* **Written request A**: In the recipe documentation page, which common values does the roles argument name?

* **Page excerpt**:
Create a recipe for preprocessing data

A recipe is a description of the steps to be applied to a data set in order to prepare it for data analysis.

Usage

recipe(x, ...)

# Default S3 method
recipe(x, ...)

# S3 method for class 'data.frame'
recipe(
  x,
  formula = NULL,
  ...,
  vars = NULL,
  roles = NULL,
  strings_as_factors = NULL
)

# S3 method for class 'formula'
recipe(formula, data, ...)

# S3 method for class 'matrix'
recipe(x, ...)

Arguments

x, data: A data frame, tibble, or sparse matrix from the Matrix package of the template data set. See sparse_data for more information about use of sparse data. (see below).
...: Further arguments passed to or from other methods (not currently used).
formula: A model formula. No in-line functions should be used here (e.g. log(x), x:y, etc.) and minus signs are not allowed. These types of transformations should be enacted using step functions in this package. Dots are allowed as are simple multivariate outcome terms (i.e. no need for cbind(); see Examples). A model formula may not be the best choice for high-dimensional data with many columns, because of problems with memory.
vars: A character string of column names corresponding to variables that will be used in any context (see below)
roles: A character string (the same length of vars) that describes a single role that the variable will take. This value could be anything but common roles are "outcome", "predictor", "case_weight", or "ID".
strings_as_factors: A logical, should character columns be converted to factors? See Details below.

Value

An object of class recipe with sub-objects:

var_info: A tibble containing information about the original data set columns.
term_info: A tibble that contains the current set of terms in the data set. This initially defaults to the same data contained in var_info.
steps: A list of step or check objects that define the sequence of preprocessing operations that will be applied to data. The default value is NULL.
template: A tibble of the data. This is initialized to be the same as the data given in the data argument but can be different after the recipe is trained.

Details

Defining recipes

Creating a recipe comes in two parts:

Specifying which variables are used and what roles they should have.
Specifying what transformations should be applied to which variables.

The first part is done with recipe() and optionally update_role(), add_role(), and remove_role(). A recipe object can be created in several ways. If an analysis only contains outcomes and predictors, the simplest way to create one is to use a formula (e.g. y ~ x1 + x2) that does not contain inline functions such as log(x3).

recipe(data, formula)
recipe(formula, data)

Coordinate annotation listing
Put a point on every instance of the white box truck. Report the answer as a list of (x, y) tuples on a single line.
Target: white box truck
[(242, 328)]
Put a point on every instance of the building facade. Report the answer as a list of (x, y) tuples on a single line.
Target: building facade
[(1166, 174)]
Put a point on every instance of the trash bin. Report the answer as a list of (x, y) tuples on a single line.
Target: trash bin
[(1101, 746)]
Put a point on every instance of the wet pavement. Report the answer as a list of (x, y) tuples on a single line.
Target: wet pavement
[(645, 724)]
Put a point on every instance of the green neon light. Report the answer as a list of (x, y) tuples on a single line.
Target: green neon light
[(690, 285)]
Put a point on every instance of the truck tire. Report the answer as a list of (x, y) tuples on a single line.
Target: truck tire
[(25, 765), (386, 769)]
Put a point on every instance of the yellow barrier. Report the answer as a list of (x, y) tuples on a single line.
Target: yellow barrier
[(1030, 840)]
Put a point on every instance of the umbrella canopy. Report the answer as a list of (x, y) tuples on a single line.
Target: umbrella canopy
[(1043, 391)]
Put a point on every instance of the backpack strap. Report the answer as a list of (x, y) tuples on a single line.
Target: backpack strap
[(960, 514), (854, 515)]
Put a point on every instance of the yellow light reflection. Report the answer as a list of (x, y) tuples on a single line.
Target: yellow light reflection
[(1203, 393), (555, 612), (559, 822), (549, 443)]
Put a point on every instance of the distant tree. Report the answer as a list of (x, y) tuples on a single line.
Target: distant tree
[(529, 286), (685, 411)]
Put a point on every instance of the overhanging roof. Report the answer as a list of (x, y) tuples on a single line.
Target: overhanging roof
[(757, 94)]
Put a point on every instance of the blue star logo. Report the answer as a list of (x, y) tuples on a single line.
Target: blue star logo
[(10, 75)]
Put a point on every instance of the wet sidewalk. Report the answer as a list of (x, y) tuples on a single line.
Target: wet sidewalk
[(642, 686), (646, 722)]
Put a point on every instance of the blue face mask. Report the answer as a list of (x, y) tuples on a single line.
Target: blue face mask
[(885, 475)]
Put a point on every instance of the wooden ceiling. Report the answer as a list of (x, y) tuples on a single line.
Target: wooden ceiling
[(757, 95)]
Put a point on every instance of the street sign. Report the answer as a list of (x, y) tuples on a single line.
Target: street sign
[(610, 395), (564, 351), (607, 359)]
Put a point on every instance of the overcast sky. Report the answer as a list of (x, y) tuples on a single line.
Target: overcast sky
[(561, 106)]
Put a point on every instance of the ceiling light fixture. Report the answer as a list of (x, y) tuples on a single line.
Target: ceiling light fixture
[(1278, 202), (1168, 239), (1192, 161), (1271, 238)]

* **Written request B**: Take the listing lines starting with the line containing "Put a point on every instance of the overcast" and going on through the end of the listing. Write those lines out again with "ceiling light fixture" replaced by "overhead lamp" and nothing else altered.

* **Complete answer A**: "outcome", "predictor", "case_weight", and "ID"

* **Complete answer B**:
Put a point on every instance of the overcast sky. Report the answer as a list of (x, y) tuples on a single line.
Target: overcast sky
[(561, 106)]
Put a point on every instance of the overhead lamp. Report the answer as a list of (x, y) tuples on a single line.
Target: overhead lamp
[(1278, 202), (1168, 239), (1192, 161), (1271, 238)]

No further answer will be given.